Saved entries:
----
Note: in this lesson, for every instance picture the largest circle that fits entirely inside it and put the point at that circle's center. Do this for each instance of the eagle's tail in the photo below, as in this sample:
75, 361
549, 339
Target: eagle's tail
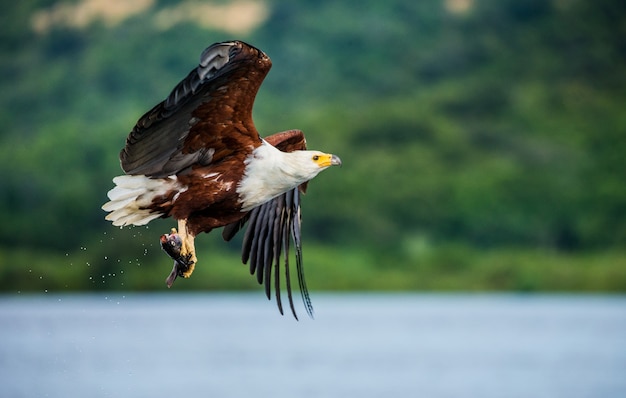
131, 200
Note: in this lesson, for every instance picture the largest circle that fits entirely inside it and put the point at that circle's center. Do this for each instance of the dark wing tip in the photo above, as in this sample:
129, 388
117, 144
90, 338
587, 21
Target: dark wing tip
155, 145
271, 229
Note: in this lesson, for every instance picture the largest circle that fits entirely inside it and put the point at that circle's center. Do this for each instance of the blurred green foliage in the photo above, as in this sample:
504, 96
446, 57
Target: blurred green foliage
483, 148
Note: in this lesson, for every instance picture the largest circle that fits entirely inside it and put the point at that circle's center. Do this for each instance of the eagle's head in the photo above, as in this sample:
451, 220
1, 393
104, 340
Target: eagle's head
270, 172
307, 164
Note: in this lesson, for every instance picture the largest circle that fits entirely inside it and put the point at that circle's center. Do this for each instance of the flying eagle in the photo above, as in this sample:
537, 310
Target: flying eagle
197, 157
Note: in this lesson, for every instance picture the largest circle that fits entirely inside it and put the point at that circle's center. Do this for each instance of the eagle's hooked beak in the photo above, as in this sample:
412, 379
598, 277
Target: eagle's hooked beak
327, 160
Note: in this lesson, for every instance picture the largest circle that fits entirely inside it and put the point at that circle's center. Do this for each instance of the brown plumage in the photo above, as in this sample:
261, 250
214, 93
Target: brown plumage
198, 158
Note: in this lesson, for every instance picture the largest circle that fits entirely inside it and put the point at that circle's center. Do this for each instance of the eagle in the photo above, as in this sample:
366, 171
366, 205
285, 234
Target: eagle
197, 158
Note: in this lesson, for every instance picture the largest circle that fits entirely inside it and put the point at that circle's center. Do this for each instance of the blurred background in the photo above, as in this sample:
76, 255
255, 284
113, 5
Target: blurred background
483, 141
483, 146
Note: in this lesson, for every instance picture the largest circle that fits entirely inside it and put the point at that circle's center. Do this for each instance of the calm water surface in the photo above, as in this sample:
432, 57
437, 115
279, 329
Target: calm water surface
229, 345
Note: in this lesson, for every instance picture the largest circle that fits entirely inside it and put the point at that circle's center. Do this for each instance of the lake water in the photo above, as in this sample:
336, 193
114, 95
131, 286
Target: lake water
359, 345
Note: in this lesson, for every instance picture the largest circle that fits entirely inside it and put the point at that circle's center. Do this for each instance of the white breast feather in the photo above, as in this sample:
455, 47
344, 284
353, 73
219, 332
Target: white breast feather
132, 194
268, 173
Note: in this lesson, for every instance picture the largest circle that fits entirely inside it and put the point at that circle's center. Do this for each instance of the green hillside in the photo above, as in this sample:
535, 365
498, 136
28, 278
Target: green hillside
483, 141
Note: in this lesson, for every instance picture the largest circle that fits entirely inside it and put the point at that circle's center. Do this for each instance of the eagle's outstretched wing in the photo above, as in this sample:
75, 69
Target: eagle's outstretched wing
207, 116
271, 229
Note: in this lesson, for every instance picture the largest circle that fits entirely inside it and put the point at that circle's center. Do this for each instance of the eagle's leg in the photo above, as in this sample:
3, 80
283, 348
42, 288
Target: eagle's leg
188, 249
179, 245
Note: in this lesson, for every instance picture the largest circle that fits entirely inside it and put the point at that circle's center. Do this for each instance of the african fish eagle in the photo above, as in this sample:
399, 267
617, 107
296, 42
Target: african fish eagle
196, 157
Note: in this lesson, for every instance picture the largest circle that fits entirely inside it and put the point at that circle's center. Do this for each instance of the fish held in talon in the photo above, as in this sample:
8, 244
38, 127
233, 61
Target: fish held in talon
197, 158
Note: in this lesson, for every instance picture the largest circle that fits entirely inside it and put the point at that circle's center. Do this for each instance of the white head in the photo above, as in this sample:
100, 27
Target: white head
----
Task goal:
The preceding entries are to be written out again exactly, with the pictures removed.

Written answer:
Note: in this lesson, for every instance picture the largest circle that fits entirely inside it and put the point at that circle's center. Do this for each instance of the eagle's tail in the photo below, as in this sample:
75, 361
549, 339
Target: eagle's tail
131, 200
Note: in this lesson, for every instance picture the largest circle that fits entirely inside it and put the point at that circle's center. Do this for each instance of the dark wing tip in the photo above, as in this sample:
129, 388
117, 144
90, 338
587, 21
Target: dark wing tip
155, 145
271, 229
Note: in this lesson, for every instance picture the largest circle that fits entirely inside it and put the point at that circle's center. Do this for each instance of the blurred green foliage in the photo above, as in this sample:
504, 96
446, 57
Target: blurred green foliage
483, 148
Note: in this lesson, for every instance picture the largest circle that fits entirely inside it and put the point at that circle's center. Do this for each instance of the eagle's head in the photo above, as in this sample:
451, 220
1, 393
104, 340
Target: eagle's head
270, 172
307, 164
Note: in this lesson, for every instance picture the largest circle that fits entirely inside it and put the point at that circle's center. Do this for each instance of the flying eagle in the photo above, as in this sample:
537, 310
Target: flying eagle
197, 157
Note: in this lesson, for every instance picture the largest circle that fits entirely inside it and put the point at that circle's center. Do this for each instance of the eagle's hooked beak in the photo above, as in this sample:
412, 379
598, 277
Target: eagle's hooked beak
327, 160
Note: in this lesson, for every instance picture the largest circle that fits entirely inside it and put the point at that circle's center. Do this for each instance of the brown plumage in the photo above, as in this sample:
261, 250
214, 93
Target: brown plumage
198, 158
Note: in this lesson, for every instance picture the largest circle that fits entirely inside it and put the point at that circle's center. Do this for each instance of the eagle in the photo above, as in this sample:
366, 171
366, 205
285, 234
Target: eagle
197, 158
Note: in this lesson, for every instance picture the largest circle that fits entirely inside it and put the point at that circle's center. Do this for each instance of the blurred background in the photo above, as in this sample:
76, 255
255, 284
113, 5
Target: blurred background
483, 141
483, 146
Note: in this lesson, for every instance picture the largest circle that fits entirely inside it and put the point at that circle's center. Do this for each instance of the calm water surface in the photo above, as in this sample:
432, 57
437, 115
279, 329
Target: calm water surface
229, 345
Note: in this lesson, for every instance picture the largest circle that fits entirely inside it and put the point at that circle's center. Do this for each instance of the lake water in the photo above, as in this sample:
336, 193
114, 95
131, 286
Target: lake water
359, 345
Note: in this lesson, for every instance picture the largest circle that fits entirely inside it and put the point at that circle's center. Do this for each instance of the white breast feather in the photo above, as in this sample:
455, 47
344, 284
353, 73
219, 332
Target: white breast feather
132, 194
268, 173
Note: in this lesson, for every instance picture the largest circle that fits entirely inside it and put the point at that circle's center. Do this for each instance of the green hillside in the photo above, as in this sample:
535, 365
498, 136
28, 278
Target: green hillside
483, 141
Note: in this lesson, for every instance picture the largest circle that fits entirely inside it and put the point at that circle's center. Do this for each instance of the eagle's outstretched wing in the photo above, as in this sample:
75, 69
Target: eagle's outstretched wing
207, 116
271, 229
Note: in this lesson, for every instance picture the largest circle that fits entirely inside it and put the point at that circle's center. Do this for each instance of the eagle's leg in the photo above, as in this sample:
3, 80
283, 348
42, 288
Target: eagle's leg
188, 249
179, 245
Note: in this lesson, for every instance picture the largest circle that fits entirely inside it and put the point at that circle's center. Do this for each instance of the african fish eagle in the photo above, as in this sample:
399, 267
617, 107
296, 42
Target: african fish eagle
196, 157
Note: in this lesson, for every instance picture the largest circle that fits entirely inside it and put the point at that circle's center. Do this for each instance of the fish held in talon in the photo above, as in this sample:
8, 244
38, 127
233, 61
Target: fish held in talon
197, 158
Note: in this lesson, for every instance picture the largest circle that fits entirely inside it and put the point at that circle's center. Do this for each instance of the white head in the photo above, as in this sample:
100, 27
Target: white head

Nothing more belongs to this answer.